> **TASK TO CARRY OUT**: Count the lines below that contain the string "sunglasses", with case counting. Reply with only the number.

> **EXTRACTED RECORDS**:
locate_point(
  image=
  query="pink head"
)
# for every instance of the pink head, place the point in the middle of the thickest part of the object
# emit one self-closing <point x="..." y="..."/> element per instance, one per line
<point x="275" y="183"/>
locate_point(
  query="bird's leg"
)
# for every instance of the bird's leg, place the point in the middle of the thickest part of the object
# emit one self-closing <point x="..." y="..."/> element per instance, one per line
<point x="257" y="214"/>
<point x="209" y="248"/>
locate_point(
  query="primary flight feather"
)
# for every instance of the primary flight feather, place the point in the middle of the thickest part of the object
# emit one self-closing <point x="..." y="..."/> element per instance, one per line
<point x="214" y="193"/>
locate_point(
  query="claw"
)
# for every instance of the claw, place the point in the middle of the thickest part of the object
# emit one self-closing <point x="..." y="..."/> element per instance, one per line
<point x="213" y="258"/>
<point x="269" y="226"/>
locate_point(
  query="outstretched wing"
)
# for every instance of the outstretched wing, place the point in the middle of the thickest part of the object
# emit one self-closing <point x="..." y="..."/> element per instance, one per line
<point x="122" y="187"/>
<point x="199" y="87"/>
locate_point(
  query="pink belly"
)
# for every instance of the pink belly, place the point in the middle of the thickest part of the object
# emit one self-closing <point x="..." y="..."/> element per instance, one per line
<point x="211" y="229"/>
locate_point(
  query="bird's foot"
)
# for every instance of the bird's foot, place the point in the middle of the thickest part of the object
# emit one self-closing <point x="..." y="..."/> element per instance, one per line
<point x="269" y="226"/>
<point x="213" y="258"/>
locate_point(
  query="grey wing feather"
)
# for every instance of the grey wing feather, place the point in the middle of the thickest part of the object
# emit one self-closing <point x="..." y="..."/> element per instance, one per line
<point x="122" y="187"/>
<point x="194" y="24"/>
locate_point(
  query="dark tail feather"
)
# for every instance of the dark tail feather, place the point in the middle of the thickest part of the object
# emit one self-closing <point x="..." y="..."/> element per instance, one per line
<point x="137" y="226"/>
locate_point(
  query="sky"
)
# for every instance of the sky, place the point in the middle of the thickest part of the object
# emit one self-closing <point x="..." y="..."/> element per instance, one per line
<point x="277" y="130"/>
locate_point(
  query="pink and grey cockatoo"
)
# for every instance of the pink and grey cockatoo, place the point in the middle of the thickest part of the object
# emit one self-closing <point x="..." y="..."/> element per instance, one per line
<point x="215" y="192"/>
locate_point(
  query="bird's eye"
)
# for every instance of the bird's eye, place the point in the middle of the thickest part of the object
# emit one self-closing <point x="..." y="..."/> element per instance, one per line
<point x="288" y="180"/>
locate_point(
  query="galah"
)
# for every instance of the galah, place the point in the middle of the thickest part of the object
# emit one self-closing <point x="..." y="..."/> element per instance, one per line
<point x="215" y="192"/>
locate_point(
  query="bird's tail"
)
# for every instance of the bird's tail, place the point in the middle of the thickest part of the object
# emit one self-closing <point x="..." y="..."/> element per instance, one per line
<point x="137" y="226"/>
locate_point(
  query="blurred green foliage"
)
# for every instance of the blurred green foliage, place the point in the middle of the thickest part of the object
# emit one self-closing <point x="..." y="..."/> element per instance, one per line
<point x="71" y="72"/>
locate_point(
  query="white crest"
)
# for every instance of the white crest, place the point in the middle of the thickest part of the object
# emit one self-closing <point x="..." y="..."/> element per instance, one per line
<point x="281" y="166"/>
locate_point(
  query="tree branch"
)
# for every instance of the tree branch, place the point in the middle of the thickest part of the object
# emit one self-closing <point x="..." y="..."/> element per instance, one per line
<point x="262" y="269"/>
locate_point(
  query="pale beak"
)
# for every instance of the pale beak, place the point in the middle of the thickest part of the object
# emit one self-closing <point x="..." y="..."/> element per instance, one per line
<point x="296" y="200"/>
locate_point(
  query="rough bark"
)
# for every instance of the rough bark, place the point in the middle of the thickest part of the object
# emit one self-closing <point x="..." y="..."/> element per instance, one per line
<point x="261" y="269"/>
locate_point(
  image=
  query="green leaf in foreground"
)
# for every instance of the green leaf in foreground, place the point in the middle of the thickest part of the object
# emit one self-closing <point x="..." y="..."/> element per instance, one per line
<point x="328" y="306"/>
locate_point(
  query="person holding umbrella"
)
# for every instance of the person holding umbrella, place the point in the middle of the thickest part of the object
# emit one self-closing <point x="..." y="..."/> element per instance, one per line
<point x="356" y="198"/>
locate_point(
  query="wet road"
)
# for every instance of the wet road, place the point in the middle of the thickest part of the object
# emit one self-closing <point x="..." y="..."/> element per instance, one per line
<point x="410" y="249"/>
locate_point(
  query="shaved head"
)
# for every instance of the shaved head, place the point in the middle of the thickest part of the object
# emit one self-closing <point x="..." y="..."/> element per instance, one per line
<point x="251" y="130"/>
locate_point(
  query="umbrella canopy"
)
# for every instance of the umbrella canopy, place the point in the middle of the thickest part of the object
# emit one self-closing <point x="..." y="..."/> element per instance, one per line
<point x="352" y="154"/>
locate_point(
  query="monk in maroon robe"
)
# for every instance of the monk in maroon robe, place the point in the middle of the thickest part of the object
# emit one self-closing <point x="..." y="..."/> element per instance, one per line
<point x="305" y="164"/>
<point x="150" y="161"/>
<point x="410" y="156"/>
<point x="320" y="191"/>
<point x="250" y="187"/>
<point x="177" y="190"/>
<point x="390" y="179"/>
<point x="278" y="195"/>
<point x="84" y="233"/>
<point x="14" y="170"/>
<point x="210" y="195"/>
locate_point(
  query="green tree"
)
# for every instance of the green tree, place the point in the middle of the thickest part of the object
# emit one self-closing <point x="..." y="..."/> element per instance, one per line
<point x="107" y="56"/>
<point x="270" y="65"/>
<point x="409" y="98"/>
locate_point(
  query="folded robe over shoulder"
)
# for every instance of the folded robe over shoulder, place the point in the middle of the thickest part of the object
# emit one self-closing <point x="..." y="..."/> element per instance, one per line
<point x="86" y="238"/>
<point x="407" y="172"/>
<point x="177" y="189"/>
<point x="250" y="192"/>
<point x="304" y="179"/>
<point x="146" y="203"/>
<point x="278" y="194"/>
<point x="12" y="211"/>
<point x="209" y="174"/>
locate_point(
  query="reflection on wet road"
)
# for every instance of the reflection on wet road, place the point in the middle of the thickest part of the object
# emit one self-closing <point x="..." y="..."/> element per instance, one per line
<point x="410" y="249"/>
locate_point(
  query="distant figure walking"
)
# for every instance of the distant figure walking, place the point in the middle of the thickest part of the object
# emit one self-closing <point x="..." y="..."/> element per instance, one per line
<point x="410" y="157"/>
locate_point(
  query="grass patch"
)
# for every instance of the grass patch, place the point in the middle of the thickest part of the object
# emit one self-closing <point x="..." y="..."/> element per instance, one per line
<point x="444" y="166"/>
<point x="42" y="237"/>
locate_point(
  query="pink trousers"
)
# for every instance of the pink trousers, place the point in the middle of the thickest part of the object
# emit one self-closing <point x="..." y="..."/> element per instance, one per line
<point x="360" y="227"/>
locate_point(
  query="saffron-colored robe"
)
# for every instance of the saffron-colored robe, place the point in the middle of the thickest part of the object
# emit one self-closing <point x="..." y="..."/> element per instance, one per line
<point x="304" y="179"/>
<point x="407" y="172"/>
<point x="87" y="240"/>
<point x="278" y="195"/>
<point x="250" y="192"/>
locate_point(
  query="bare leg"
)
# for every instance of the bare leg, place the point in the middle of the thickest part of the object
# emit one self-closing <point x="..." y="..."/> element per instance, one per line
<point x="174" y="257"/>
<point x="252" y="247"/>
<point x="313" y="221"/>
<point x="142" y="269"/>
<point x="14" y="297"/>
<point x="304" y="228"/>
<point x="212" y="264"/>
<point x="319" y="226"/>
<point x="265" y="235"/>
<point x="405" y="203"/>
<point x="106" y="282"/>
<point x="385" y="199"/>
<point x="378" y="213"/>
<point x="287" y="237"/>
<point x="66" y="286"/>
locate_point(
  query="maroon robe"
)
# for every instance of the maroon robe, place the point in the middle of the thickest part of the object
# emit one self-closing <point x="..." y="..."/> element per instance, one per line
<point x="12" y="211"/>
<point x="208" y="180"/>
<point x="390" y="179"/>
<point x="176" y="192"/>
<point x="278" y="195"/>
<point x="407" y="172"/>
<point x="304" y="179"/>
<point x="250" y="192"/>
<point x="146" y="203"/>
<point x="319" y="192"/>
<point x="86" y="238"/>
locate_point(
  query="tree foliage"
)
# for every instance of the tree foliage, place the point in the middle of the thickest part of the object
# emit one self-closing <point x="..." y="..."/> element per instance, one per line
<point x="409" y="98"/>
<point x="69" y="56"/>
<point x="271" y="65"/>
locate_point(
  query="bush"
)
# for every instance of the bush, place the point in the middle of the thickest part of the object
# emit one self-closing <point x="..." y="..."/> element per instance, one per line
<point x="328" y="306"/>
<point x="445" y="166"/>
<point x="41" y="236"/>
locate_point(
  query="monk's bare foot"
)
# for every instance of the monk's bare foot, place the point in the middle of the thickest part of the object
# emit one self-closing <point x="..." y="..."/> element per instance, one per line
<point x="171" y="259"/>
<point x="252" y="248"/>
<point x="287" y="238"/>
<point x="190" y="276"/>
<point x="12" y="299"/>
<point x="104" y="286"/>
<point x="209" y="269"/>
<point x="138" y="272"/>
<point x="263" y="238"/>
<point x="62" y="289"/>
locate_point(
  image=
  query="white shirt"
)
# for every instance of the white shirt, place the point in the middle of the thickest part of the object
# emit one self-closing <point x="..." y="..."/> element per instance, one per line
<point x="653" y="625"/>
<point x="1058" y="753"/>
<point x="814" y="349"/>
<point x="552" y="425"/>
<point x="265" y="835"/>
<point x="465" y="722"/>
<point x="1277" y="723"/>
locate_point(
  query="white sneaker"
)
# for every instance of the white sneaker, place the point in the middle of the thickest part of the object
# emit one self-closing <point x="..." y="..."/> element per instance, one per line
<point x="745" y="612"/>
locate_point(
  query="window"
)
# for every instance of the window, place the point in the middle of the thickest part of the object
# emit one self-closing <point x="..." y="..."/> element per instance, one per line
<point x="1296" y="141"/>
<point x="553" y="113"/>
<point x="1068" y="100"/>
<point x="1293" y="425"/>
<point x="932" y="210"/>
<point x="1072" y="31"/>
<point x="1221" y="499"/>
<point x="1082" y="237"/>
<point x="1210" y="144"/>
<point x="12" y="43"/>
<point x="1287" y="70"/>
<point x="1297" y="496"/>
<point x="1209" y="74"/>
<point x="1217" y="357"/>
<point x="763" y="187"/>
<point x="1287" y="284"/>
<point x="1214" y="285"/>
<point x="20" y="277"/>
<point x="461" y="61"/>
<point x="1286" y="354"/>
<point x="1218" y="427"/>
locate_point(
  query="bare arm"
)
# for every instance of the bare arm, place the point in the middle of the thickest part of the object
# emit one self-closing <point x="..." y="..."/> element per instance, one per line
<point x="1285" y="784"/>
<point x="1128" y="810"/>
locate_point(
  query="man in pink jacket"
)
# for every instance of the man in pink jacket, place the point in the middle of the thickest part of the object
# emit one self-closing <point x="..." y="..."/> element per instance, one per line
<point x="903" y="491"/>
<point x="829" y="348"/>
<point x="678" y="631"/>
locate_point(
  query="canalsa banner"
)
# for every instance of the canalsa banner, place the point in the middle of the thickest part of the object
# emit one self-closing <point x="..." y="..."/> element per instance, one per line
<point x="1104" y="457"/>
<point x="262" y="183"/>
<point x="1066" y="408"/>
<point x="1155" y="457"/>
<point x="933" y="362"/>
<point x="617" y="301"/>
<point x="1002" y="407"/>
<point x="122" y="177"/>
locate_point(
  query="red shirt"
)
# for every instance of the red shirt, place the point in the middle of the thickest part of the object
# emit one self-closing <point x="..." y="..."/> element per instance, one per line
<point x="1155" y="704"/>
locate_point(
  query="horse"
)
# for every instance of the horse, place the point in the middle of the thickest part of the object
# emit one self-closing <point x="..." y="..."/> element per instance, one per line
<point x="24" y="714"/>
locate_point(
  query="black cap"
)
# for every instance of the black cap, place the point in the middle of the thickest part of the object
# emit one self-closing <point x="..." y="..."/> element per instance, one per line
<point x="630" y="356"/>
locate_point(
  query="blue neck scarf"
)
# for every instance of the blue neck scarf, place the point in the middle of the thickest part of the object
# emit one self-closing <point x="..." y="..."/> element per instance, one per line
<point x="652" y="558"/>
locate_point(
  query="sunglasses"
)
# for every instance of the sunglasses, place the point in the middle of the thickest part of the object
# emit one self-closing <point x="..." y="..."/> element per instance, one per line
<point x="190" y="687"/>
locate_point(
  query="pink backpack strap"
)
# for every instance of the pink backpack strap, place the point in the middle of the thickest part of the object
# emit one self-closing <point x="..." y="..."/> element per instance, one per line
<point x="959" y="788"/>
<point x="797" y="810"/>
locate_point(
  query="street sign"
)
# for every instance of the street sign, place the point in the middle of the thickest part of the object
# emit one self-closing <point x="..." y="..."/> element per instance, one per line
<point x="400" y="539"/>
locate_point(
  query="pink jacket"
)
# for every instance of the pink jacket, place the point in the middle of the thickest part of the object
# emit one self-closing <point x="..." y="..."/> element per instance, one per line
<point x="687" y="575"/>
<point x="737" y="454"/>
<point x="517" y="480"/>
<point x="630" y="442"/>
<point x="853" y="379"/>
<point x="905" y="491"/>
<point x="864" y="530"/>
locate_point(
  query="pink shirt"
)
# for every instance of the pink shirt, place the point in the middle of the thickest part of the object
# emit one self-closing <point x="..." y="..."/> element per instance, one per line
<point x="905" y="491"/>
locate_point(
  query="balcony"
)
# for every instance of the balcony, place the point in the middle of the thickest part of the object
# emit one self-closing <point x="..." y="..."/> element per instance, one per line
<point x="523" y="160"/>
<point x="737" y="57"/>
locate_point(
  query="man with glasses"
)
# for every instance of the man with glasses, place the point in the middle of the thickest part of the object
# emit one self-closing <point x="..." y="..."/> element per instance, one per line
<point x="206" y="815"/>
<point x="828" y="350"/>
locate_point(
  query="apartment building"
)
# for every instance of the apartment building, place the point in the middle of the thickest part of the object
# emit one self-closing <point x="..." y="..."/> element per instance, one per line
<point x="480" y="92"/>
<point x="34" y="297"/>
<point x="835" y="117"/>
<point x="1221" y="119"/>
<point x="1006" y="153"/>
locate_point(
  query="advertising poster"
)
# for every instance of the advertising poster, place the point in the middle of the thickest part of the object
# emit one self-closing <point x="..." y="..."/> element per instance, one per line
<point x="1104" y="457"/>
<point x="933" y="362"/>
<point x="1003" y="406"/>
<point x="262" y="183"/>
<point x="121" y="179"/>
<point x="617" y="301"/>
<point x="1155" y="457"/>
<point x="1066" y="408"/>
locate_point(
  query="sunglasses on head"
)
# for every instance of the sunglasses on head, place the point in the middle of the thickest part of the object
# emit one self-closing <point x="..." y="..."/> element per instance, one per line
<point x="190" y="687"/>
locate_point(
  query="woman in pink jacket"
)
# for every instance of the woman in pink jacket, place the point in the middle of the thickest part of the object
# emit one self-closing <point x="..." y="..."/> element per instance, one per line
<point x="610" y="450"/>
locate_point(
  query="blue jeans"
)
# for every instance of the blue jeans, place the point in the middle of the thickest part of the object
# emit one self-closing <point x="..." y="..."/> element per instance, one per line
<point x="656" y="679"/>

> **TASK RESULT**: 4